Records shown.
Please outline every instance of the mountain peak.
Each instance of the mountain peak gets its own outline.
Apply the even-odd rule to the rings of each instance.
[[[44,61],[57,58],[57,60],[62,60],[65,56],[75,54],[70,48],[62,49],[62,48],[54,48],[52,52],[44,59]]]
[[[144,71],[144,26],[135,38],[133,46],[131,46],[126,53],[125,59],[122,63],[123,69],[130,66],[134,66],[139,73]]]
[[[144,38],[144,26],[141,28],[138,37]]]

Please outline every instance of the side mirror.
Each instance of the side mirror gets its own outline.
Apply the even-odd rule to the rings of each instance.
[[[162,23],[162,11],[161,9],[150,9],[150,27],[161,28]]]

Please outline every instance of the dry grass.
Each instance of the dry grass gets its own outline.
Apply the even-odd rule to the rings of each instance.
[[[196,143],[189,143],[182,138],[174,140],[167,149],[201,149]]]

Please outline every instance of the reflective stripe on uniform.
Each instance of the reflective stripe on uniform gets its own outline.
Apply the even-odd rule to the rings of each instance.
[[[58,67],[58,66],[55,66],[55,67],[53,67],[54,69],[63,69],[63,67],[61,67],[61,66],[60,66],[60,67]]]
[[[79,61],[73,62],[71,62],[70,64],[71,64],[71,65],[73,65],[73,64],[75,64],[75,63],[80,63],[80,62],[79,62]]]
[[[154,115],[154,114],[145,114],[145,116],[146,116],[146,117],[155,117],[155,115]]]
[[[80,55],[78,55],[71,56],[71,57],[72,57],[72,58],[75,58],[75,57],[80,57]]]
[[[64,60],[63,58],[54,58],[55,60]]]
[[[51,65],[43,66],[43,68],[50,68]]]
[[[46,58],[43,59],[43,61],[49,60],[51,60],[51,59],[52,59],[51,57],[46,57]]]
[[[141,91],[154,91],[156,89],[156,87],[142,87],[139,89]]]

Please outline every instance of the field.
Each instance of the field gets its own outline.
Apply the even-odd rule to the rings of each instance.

Set task. Recast everything in the entries from the line containing "Please outline every instance of the side" down to the line containing "[[[196,143],[189,143],[182,138],[174,140],[167,149],[201,149]]]", both included, as a Markdown table with the columns Row and Line. Number each line in Row, and leave out blank lines.

Output below.
| Row | Line |
|---|---|
| 1 | Please outline every instance of the side mirror. |
| 2 | Each instance of the side mirror gets its own outline. |
| 3 | Apply the even-odd rule to the rings of each instance. |
| 4 | [[[162,23],[162,11],[161,9],[150,9],[150,27],[161,28]]] |
| 5 | Please outline every instance of the dry grass. |
| 6 | Each instance of the dry grass gets its own outline. |
| 7 | Apply the even-odd rule to the rings of each instance. |
| 8 | [[[196,143],[189,143],[182,138],[174,140],[167,149],[201,149]]] |